● **Trecho do texto**
◇ ◇ ◇ ◇

12/05/2004 - 7:00
DINHEIRO ? A Bolsa caiu e o dólar subiu prevendo problemas com uma eventual alta dos juros dos EUA. Quanto o Brasil vai sofrer se isso ocorrer?
FÁBIO BARBOSA ? Uma das maiores mudanças no País nos últimos anos foi a virada nas contas externas. O Brasil passou a ter superávit na conta corrente e, portanto, depende menos dos fluxos financeiros internacionais para se financiar. Além disso, o Brasil não aproveitou tanto assim a fartura de recursos do mercado internacional dos últimos meses. Havia muito crédito à disposição e os juros estavam baixos. Mas, por várias razões, o Brasil não aproveitou muito essa liquidez internacional como outros países emergentes. Agora, vale o reverso da moeda. O Brasil não teve o bônus e não terá o ônus. O País não perderá muito. O impacto será menor do que avaliam alguns especialistas e do que foi em situações parecidas no passado.
DINHEIRO ? O que pode acontecer?
BARBOSA ? Já estamos vendo uma pequena elevação do Risco Brasil (índice que reflete a preocupação dos investidores e os juros pagos pelo país no exterior). Mas não deve acontecer nada muito relevante. Vejo até um lado positivo nesse momento. A alta dos juros reflete o crescimento da economia americana. Como o Brasil está apostando nos resultados da balança comercial como forma mais saudável de obter recursos externos, podemos até ganhar com as notícias de crescimento no resto do mundo. É sinal de que há campo para nossas exportações. O Brasil está menos vulnerável do que no passado.
DINHEIRO ? Qual seu cenário para a economia brasileira em 2004?
BARBOSA ? Continuamos apostando num crescimento entre 3,5% e 4,0% para o ano. Será um resultado bem melhor do que 2003. O ano passado foi de ajuste. Em 2002, houve uma leitura indevida por parte do mercado financeiro sobre o que seria o governo Lula. Nós, do ABN, mantivemos os investimentos no período da eleição, não acreditávamos numa aventura. Mas o mercado elevou o risco-País a 2.500 pontos (hoje está em torno de 600) e o dólar a R$ 4,00 (está por volta de R$ 3,00). Levamos o ano de 2003 para colocar as coisas nos lugares onde estavam antes de o mercado ter essa leitura. Isso é passado. No momento, estamos com bom crescimento considerando o que aconteceu nos últimos três anos. Estamos criando bases sólidas para crescer em 2005 e 2006.

◇ ◇ ◇ ◇

● **Tarefas**
(A) Traduza para o inglês, por favor, esta frase da entrevista sobre economia: "O Brasil não teve o bônus e não terá o ônus."
(B) Na entrevista sobre economia, que crescimento Barbosa prevê para a economia brasileira em 2004?
(C) Dê continuidade à entrevista sobre economia a partir do ponto em que ela termina.

◇ ◇ ◇ ◇

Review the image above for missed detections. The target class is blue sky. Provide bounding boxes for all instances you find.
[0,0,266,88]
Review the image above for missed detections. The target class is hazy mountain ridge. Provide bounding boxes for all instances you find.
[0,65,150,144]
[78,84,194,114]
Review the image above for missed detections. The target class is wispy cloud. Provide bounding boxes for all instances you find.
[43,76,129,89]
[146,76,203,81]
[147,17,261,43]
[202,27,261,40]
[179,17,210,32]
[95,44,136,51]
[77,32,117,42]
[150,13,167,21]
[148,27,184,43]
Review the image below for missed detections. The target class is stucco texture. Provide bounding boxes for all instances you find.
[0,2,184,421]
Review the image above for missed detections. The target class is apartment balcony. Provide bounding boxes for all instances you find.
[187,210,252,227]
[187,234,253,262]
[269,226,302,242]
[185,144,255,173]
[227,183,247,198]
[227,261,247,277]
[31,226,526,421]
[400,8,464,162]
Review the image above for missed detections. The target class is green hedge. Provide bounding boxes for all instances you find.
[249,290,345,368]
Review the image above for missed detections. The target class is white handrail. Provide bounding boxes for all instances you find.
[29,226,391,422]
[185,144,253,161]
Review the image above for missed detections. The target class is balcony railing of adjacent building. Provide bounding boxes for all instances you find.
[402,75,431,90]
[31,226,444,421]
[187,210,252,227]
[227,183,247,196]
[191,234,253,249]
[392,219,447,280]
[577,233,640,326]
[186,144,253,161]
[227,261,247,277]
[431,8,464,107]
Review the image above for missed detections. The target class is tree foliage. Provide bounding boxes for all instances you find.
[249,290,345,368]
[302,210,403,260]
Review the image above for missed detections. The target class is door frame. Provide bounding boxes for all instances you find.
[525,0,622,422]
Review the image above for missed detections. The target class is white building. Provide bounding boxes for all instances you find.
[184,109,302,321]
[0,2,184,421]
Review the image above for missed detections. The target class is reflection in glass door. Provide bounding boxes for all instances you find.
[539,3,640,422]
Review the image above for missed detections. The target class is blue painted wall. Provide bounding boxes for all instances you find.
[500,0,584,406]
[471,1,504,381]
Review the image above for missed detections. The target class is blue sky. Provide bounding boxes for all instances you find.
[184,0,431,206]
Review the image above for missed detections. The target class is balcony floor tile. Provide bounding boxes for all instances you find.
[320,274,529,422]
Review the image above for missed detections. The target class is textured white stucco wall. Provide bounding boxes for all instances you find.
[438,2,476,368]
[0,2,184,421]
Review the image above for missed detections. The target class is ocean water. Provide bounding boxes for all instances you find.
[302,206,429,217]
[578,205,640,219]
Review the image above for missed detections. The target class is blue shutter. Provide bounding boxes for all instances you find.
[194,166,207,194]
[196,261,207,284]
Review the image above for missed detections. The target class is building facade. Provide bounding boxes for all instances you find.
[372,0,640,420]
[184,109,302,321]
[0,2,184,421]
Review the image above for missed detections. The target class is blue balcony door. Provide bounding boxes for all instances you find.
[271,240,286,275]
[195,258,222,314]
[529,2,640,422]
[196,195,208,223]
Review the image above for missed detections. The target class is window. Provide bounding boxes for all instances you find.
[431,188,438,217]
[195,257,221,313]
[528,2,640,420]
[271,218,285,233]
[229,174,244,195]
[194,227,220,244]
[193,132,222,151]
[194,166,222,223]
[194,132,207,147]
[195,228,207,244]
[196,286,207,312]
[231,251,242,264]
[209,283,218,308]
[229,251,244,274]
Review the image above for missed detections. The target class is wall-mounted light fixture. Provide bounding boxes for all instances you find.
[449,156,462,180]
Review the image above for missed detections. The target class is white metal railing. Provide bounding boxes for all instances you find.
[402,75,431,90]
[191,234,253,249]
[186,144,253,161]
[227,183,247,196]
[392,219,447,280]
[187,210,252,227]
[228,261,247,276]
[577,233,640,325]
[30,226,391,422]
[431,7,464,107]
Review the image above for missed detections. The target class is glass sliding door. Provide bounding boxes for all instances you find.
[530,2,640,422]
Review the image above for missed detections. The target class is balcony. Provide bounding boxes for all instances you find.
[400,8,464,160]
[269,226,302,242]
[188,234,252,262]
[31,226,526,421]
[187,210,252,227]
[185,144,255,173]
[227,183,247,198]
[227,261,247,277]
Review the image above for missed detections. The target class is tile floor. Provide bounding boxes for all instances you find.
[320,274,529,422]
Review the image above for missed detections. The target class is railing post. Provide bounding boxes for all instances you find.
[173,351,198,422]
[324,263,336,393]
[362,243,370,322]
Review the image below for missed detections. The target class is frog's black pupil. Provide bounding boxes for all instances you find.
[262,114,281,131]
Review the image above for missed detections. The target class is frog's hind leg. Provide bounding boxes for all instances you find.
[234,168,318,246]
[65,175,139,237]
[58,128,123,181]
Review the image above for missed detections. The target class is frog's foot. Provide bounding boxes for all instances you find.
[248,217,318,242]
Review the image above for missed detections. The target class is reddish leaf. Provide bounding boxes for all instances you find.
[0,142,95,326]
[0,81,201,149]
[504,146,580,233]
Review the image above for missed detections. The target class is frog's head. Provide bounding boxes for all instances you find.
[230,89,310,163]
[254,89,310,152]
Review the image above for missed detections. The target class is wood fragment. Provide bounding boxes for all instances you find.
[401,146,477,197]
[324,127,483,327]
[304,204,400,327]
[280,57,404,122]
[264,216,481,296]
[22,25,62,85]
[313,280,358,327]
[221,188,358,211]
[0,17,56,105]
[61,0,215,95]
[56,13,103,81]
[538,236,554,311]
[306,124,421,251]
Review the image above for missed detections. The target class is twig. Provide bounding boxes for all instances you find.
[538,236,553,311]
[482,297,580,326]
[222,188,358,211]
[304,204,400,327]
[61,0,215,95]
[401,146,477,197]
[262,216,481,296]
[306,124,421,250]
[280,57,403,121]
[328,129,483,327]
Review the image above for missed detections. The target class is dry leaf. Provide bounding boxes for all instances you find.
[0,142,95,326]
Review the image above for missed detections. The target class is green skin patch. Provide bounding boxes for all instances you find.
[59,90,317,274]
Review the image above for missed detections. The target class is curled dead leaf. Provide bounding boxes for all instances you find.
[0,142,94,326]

◇ ◇ ◇ ◇

● **Respostas por tarefa**
(A) Brazil did not get the bonus and will not bear the burden.

(B) Entre 3,5% e 4,0%.

(C)
DINHEIRO ? Não dava para baixar os juros mais rápido?
BARBOSA ? O Banco Central tem mais informações sobre a eco-
nomia do que nós, da iniciativa privada. A princípio, acho que a postura do BC foi adequada. Temos uma meta de inflação a ser alcançada. A meta é do governo e da sociedade. O BC é o instrumento para alcançá-la. Essa meta deve ser debatida pelo Conselho Monetário Nacional e pela sociedade. E está correto controlar bastante a inflação. Temos de evitar a idéia do passado
que um pouquinho de inflação traz um pouquinho de crescimento.
Isso não se mostrou verdade.
DINHEIRO ? Tem muita gente, principalmente no PT, defendendo a elevação da meta de inflação. Não seria um caminho para o País crescer mais rápido sem perder o controle?
BARBOSA ? Economia não é uma ciência
tão perfeita que possa se dizer que um ponto a mais ou menos vá causar algum impacto. Mas, acima de tudo, o que preocupa é o raciocínio de que um pouco mais de inflação permite crescer um pouco mais. Já tivemos essa experiência no passado. Os países que mais crescem no mundo são os que têm menos inflação.
Não são os que têm mais inflação. Há uma leitura indevida do processo. É óbvio que todos nós queremos crescimento. O que está em jogo é saber qual a melhor maneira de obter um crescimento sustentável.
Cada um defende um caminho. Quem quer inflação mais baixa não condena o País
a um crescimento menor.
DINHEIRO ? Qual é a sua opinião sobre o governo Lula e o ministro Palocci?
BARBOSA ? Considerando que o mercado errou e elevou o dólar e o risco Brasil em 2002, a margem de manobra era bastante estreita. Era preciso evitar que a inflação se propagasse pela economia e nos colocasse onde estávamos antes do Plano Real. Não havia muito alternativa. Muitos sonham com um atalho. O próprio presidente Lula pediu às pessoas que colocassem quais as alternativas críveis para a economia. Todos estamos insatisfeitos com esse crescimento, mas todos queremos que cresça de maneira sustentável. Não há atalhos para isso. Esse é o caminho: o da estabilidade monetária.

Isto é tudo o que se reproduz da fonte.